Given request 1 >> Render the sentence "The other important operator is LeftSemiJoin." from the query-performance thread in Spanish.
Given request 2 >> Write out the portion of the query-performance thread between "Since the limit" and "operator is LeftSemiJoin.", inclusive.

Text passage >>
_____

Surprisingly, Flink does not have a SortLimit, aka GroupTopN, before the last Exchange with single distribution 😮
All the rest looks the same.

Since the limit is 1, I don't think TopN in Risingwave should matter a lot. (Edit: see below, seems wrong)

The other important operator is LeftSemiJoin.

@lmatz
Copy link
Contributor Author

lmatz commented Feb 6, 2024

Actually, limit 1 is kind of special:
https://github.com/apache/flink/blob/master/flink-table/flink-table-runtime/src/main/java/org/apache/flink/table/runtime/operators/rank/FastTop1Function.java#L48-L53
when:

i.e., 1) the upsert key of input steam contains partition key; 2) the sort field is updated monotonely under the upsert key.

Wonder if RW also does such optimization?

Edit: Just briefly going through the code, it seems RW does not differentiate 1 or N in top-n/group-top-n processing logic? do you know if it is doable? @xxchan

@lmatz lmatz changed the title perf: improve tpc-h q4 performance perf: improve tpc-h q4 performance (single-topic) Feb 6, 2024
@xxchan
Copy link
Member

xxchan commented Feb 6, 2024

We do have a Dedup operator. Let me think about possible optimizations.

_____

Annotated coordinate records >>
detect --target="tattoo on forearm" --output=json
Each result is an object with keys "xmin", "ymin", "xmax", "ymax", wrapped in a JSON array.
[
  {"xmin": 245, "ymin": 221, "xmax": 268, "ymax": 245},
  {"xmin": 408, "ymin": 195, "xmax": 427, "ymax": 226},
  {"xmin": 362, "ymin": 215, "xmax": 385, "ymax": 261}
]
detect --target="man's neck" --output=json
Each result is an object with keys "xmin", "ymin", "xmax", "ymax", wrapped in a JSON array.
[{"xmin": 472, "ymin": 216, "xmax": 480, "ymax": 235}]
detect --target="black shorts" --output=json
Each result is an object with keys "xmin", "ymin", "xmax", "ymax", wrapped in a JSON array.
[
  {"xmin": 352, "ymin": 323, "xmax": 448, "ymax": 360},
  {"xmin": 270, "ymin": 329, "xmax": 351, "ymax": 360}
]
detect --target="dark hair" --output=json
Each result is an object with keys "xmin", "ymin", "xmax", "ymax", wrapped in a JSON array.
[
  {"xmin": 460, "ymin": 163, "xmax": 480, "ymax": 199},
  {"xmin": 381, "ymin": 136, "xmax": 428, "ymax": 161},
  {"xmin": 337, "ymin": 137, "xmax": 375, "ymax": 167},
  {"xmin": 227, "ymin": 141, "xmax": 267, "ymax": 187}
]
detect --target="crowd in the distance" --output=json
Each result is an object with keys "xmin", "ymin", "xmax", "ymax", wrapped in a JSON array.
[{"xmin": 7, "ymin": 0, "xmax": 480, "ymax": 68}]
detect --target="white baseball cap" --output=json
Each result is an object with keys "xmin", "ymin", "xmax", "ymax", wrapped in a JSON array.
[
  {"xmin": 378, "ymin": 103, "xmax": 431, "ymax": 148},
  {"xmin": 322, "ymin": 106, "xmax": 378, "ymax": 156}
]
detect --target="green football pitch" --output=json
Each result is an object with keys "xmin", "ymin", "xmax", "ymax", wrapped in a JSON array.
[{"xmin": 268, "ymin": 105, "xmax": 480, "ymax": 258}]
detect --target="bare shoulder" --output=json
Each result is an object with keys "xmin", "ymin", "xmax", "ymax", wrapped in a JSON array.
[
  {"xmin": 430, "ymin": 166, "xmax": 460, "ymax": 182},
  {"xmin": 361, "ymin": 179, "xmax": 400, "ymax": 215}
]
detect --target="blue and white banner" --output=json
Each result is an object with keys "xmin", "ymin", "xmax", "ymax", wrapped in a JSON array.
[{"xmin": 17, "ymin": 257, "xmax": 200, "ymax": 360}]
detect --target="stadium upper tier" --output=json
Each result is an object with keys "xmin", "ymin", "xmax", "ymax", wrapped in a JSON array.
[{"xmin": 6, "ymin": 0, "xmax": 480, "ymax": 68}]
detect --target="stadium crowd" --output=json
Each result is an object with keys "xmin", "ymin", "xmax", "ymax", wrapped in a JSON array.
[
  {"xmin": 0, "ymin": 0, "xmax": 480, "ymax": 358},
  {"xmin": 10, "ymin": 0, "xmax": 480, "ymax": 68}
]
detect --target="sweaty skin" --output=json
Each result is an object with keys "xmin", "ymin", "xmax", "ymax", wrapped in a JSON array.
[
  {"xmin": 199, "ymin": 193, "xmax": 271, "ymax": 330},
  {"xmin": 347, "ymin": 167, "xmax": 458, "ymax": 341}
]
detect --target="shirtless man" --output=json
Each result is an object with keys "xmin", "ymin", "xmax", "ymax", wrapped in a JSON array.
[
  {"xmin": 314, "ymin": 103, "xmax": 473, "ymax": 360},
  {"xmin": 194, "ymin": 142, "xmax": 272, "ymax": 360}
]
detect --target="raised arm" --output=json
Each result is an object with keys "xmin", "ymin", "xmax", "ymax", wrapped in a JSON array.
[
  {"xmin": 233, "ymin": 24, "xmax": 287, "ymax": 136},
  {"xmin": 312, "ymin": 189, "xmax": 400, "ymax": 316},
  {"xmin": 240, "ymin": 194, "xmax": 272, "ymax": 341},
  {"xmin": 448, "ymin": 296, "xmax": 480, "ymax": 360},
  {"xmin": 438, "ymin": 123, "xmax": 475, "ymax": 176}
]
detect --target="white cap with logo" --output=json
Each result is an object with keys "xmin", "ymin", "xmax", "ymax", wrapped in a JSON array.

_____

Complete answer 1 >> El otro operador importante es LeftSemiJoin.

Complete answer 2 >>
Since the limit is 1, I don't think TopN in Risingwave should matter a lot. (Edit: see below, seems wrong)

The other important operator is LeftSemiJoin.